RAW DATA:
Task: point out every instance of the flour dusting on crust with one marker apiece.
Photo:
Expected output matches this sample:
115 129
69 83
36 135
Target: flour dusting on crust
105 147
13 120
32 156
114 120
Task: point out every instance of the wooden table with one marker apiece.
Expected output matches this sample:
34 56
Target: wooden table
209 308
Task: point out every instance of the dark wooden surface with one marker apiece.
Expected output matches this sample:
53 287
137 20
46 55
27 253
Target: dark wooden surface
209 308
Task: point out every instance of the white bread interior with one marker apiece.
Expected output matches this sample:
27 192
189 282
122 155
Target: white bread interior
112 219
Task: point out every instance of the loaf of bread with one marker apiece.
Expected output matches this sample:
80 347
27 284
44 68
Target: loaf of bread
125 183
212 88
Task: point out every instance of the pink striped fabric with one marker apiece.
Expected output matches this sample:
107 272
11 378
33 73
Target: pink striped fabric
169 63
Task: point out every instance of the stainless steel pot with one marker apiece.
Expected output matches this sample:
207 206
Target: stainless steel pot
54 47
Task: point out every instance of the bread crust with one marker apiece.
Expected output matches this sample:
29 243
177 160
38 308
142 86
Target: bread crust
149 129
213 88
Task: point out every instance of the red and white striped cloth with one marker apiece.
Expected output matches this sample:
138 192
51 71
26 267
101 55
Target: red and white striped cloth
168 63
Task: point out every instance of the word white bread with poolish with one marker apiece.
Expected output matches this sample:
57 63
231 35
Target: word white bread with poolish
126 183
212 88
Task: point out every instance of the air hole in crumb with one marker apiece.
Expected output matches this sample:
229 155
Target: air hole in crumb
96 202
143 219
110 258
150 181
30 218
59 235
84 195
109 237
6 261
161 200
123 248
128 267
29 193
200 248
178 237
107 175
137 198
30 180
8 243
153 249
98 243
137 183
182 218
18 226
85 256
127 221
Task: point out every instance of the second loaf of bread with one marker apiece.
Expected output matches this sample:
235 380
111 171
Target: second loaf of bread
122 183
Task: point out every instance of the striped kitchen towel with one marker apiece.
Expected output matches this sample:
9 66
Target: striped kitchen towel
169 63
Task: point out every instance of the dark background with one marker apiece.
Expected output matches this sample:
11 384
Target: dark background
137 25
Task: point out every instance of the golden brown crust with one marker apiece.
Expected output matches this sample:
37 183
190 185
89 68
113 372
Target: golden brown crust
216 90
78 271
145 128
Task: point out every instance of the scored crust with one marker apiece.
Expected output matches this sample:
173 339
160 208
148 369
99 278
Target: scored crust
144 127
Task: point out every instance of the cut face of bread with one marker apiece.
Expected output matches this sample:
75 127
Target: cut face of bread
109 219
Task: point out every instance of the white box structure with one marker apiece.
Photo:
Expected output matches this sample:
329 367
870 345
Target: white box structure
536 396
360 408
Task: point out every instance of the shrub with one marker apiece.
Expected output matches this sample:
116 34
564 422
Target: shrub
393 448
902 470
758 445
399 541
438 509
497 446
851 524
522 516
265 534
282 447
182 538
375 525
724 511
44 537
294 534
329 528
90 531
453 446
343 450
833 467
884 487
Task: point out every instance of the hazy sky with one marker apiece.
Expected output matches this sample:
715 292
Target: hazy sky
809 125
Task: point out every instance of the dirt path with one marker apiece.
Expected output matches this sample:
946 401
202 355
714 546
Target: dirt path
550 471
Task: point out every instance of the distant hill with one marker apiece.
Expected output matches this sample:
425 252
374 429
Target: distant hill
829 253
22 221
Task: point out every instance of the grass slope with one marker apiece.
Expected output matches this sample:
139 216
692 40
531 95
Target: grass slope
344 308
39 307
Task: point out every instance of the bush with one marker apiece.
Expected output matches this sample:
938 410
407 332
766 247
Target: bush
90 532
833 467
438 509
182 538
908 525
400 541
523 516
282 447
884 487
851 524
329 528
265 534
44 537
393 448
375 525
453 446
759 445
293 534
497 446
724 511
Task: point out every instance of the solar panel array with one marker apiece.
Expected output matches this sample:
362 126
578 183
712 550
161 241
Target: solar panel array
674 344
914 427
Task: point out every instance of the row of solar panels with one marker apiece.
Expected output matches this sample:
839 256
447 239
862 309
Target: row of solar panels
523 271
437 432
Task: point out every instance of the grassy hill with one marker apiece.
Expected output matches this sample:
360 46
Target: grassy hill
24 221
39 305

REQUIREMENTS: Copy out the lines word for word, starting at the line that contains "Task: point out every instance of the dirt" and continuing through the last of the lines, including both the starting line and the final line.

ANSWER IN FULL:
Task: point out every instance of the dirt path with one marker apiece.
Expected output matches this sample:
946 401
202 355
714 546
Target: dirt path
550 471
Task: point out every instance of the distant hill with one marker apiece.
Expected output matches this sample:
425 252
374 429
Target: distant hill
829 253
22 221
Task: point out every instance of the grass slope with one marker apiece.
Expected output matches this sample:
139 216
692 40
531 95
Target: grass slope
344 308
39 307
Task: point out every instance of the bush with one marker apiece.
Expected output matches this sample:
938 410
407 332
766 247
Target: bush
90 532
833 467
438 509
182 538
908 525
400 541
523 516
282 447
884 487
851 524
329 528
265 534
44 537
393 448
375 525
453 446
759 445
293 534
497 446
724 511
Task: point out every instance of the solar panel array with one marker apiece.
Expected output matches this sample:
362 126
578 183
712 550
161 241
Target: solar panel array
674 344
914 427
Task: point out every instance of the row of solar panels with one marker apiece.
Expected output matches this sample:
839 256
447 239
862 309
Target: row of solar panels
523 271
437 432
Task: point out every instance of the grassy hill with one marker apiece.
Expected output matches this sample:
360 46
Target: grassy hill
24 221
39 305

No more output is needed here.